> _Directions_:
(1) In the Celery Center Road court opinion, about how far from the center of the road are the utility poles?
(2) Please write the next part of the Celery Center Road court opinion, picking up after its final sentence.

> _Excerpt provided_:
Michigan Court of Appeals
Jan 3, 1984
131 Mich. App. 336 (Mich. Ct. App. 1984)

Opinion

Docket No. 64959.

Decided January 3, 1984. Leave to appeal applied for.

Westrate Holmstrom (by Mark A. Westrate), for plaintiffs.

Hadsell, Landgraf Smith (by Robert L. Landgraf, Jr.), for defendant on appeal.

Before: V.J. BRENNAN, P.J., and SHEPHERD and E.A. QUINNELL, JJ.

Circuit judge, sitting on the Court of Appeals by assignment.



Plaintiffs appeal as of right from a judgment entered against them on May 26, 1982. In their suit, plaintiffs claimed that defendant trespassed on their property when it erected two utility poles and related wires on an area they claimed as their property. After a nonjury trial, the court ruled that the utility poles were within a public right of way and plaintiffs had no cause of action.

The key issue in this case is the width of Celery Center Road in Van Buren County. Plaintiffs live and farm on property abutting a portion of that road. They own two neighboring parcels of land along the road. One is unfenced, and plaintiffs have farmed it to within five or six feet of the pavement on Celery Center Road. Plaintiffs purchased the other parcel of property in 1962. This parcel is fenced, the fence running parallel to Celery Center Road at a distance of about 29 feet from its center line. Plaintiffs do not farm outside of that fence, although they do mow it two or three times a summer to within five or six feet of the pavement and have also removed brush from the area.

Celery Center Road is a local road, treated by the county as four rods (66 feet) wide. The road was never formally dedicated as a public highway. It does not follow a section line, but is on a quarter section line. Its paved portion is 19 feet wide. It has no gravelled shoulder and no ditch. There was evidence of four types of uses which defendant claims were maintained by the county in the strip of land between the pavement and plaintiffs' fence:

1. Periodic mowing in the summer to a line five feet from the pavement;

2. Two mailboxes for plaintiffs' neighbors, one situated two feet from the pavement, the other four feet back from the pavement;

3. A "stop ahead" sign situated eight feet from the pavement;

4. Snow thrown from snow plowing during the winter reaches all the way to plaintiffs' fence, at least on occasion.

It is undisputed that defendant holds a valid franchise from the local township to run utility lines to customers living there. Defendant also secured verbal permission from a member of the Van Buren County Road Commission staff to erect utility poles along Celery Center Road. On December 13, 1978, defendant received written permission on the standard form used by the road commission. The written permit included language requiring defendant to secure permission from abutting landowners before erecting any poles.

Defendant had tried to secure permission from plaintiffs' neighbors across the road, but was unable to. Without securing permission from plaintiffs, it proceeded in November, 1978, before receiving the permit, to erect the eight poles on plaintiffs' side of the road, next to their fence. The poles are about 27 feet from the center of the road. Defendant had not ascertained whether the road commission had a right of way which included the sites of the utility poles.

Plaintiffs protested, both to defendant and to the county. When work did not stop, they filed suit alleging trespass and interference with their farming operations. Plaintiffs sought damages and an order to remove the poles and utility lines. The trial court's judgment denied them this relief, and plaintiffs have appealed.

Plaintiffs first argue that the trial court findings were clearly erroneous.

Saved data entries
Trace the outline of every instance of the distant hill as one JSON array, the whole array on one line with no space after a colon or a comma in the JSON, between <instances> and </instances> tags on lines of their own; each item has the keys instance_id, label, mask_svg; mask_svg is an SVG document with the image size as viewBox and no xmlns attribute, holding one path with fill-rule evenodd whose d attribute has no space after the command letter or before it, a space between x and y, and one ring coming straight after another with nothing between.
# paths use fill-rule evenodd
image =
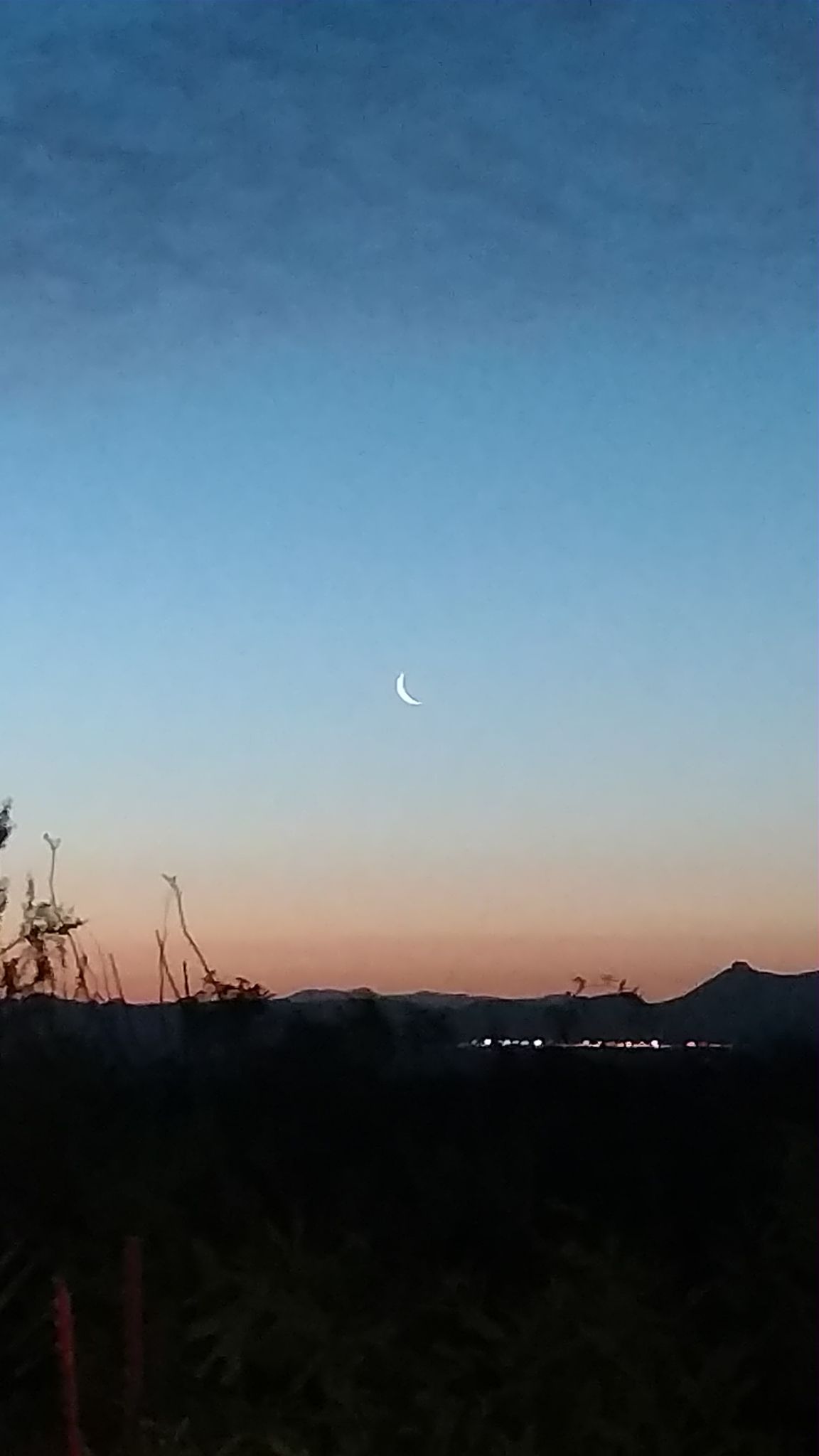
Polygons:
<instances>
[{"instance_id":1,"label":"distant hill","mask_svg":"<svg viewBox=\"0 0 819 1456\"><path fill-rule=\"evenodd\" d=\"M277 1003L321 1000L324 1016L332 1018L350 996L361 994L296 992L278 997ZM549 1041L718 1041L736 1047L781 1041L819 1044L819 971L759 971L746 961L734 961L685 994L660 1002L630 992L538 997L411 992L376 999L396 1029L412 1009L431 1010L446 1018L456 1041L538 1037Z\"/></svg>"},{"instance_id":2,"label":"distant hill","mask_svg":"<svg viewBox=\"0 0 819 1456\"><path fill-rule=\"evenodd\" d=\"M745 961L670 1000L647 1002L624 992L602 996L539 997L471 996L410 992L376 994L312 989L271 996L255 1005L166 1003L89 1005L52 996L0 1000L0 1054L17 1034L38 1040L80 1037L98 1044L128 1045L146 1056L181 1050L182 1044L227 1048L251 1038L280 1044L310 1026L332 1032L347 1025L373 1037L386 1026L408 1051L424 1045L434 1056L458 1044L491 1038L557 1042L686 1041L733 1047L819 1045L819 971L793 976L759 971Z\"/></svg>"}]
</instances>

> _Answers in order_:
(1) About 27 feet.

(2)
When a trial court makes findings of fact, they must not be set aside by an appellate court unless they are clearly erroneous. GCR 1963, 517.1. A reviewing court must treat the trial court's findings with substantial deference in light of its superior ability to assess the credibility of evidence. Habersack v Rabaut, 93 Mich. App. 300, 304; 287 N.W.2d 213 (1979). Findings of fact should be reversed only if this Court is left with the definite and firm conviction that a mistake has been made. Pohl v Gilbert, 89 Mich. App. 176, 179; 280 N.W.2d 831 (1979); Hartford Ins Group v Mile High Drilling Co, 96 Mich. App. 455, 461; 292 N.W.2d 232 (1980); Angelo DiPonio Equipment Co v Dep't of State Highways, 107 Mich. App. 756, 760; 309 N.W.2d 566 (1981).

The first finding contested by plaintiffs is rendered in the trial court's opinion as follows:

"The Van Buren County Road Commission mowed a five-foot width east beyond the paved portion of the road at least once each summer and more often, as many as three or four times, when it was able to do so, dependent upon crew and funding available."

There was no evidence in the record that the road commission ever mowed the strip in question more than once a year. The finding not only is clearly erroneous, it fails for insufficient evidence. However, the error is harmless since this is not a case trying to establish the line between plaintiffs' property and that of the road commission with precision. If the five-foot strip is clearly road commission property, it has no effect on title to the area occupied by the utility poles.

The second finding challenged by plaintiffs follows immediately after the first in the record:

"Celery Center Road has been open to public travel during the winter months and the road commission plowed snow from the paved portion and threw the snow as far as the fence."

This is not a finding that the snow always was thrown to the fence, nor that the use was notorious, open, or exclusive. As a finding that snow had at least, on occasion, reached the fence, there was sufficient evidence to support it, including some from one of the plaintiffs. On this basis, the finding was not clearly erroneous.

The final contested finding reads as follows:

"The Van Buren County Road Commission has classified Celery Center Road as a `local' secondary road in regard to its right of way, under Public Act 51, which is 66 feet or four rods, and it has certified the road to the State of Michigan as a local road for monies returned to the county under that public act. The road commission has considered where there is a monument, such as a fence, that the right of way would go at least to that point. The maintenance of Celery Center Road has included repair of shoulders and of washouts, as well as snow removal.

"The road commission stated it did not surrender dominion over the right of way because it did not mow over one five-foot width and it did plow the throw [sic] snow at least up to the fence as shown in the photographic exhibits."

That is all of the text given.